### [MATERIALS PROVIDED]
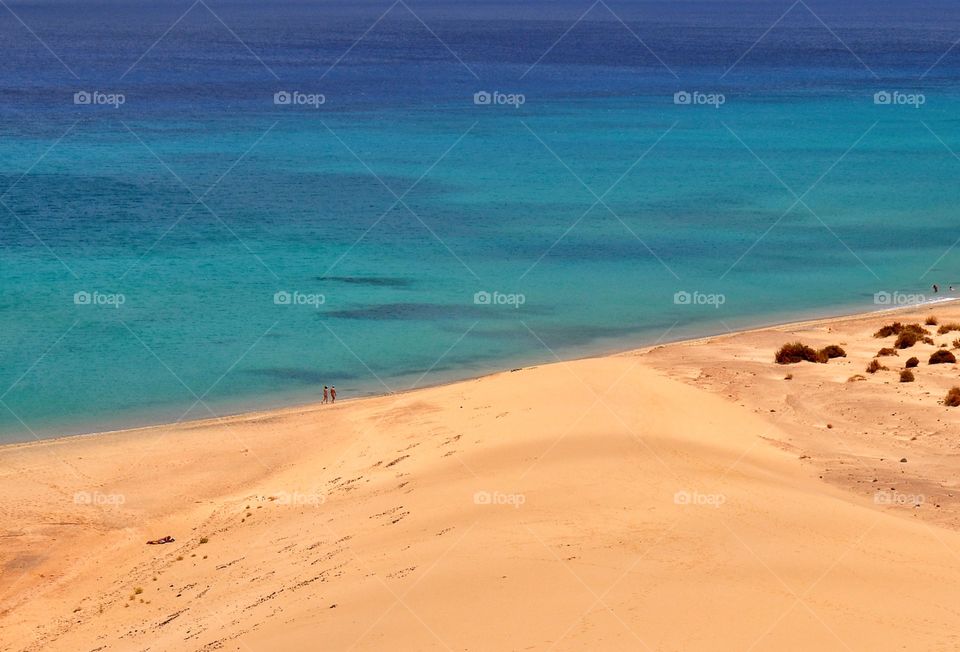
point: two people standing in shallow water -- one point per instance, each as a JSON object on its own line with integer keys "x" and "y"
{"x": 329, "y": 393}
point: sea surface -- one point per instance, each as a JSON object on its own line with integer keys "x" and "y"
{"x": 215, "y": 206}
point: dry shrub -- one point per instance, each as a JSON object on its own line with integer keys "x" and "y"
{"x": 953, "y": 397}
{"x": 942, "y": 357}
{"x": 797, "y": 352}
{"x": 896, "y": 328}
{"x": 832, "y": 351}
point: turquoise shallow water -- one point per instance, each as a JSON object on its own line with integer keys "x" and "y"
{"x": 399, "y": 199}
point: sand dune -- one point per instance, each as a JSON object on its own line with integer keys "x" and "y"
{"x": 614, "y": 503}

### [EXERCISE PROMPT]
Can you reproduce every line of the listing above word for word, leaving out the pictures?

### [WRITTEN SOLUTION]
point: two people standing in shallow water -- one point per instance, each as a JSON object on its own line with integer keys "x" and "y"
{"x": 329, "y": 393}
point: sea surface -- one point per instance, each as a JSON object on its own line with integer keys "x" and "y"
{"x": 215, "y": 206}
point: dry shrub -- one point per instance, each as a JSON object on its own line with integer keys "x" and "y"
{"x": 953, "y": 397}
{"x": 942, "y": 357}
{"x": 797, "y": 352}
{"x": 896, "y": 328}
{"x": 832, "y": 351}
point: turquoise shallow water -- one point per instance, each as a JSON object on its own line with integer keys "x" and "y"
{"x": 399, "y": 199}
point: sand dune -- one point per instance, each as a JSON object on its own line with integer keys "x" and "y"
{"x": 614, "y": 503}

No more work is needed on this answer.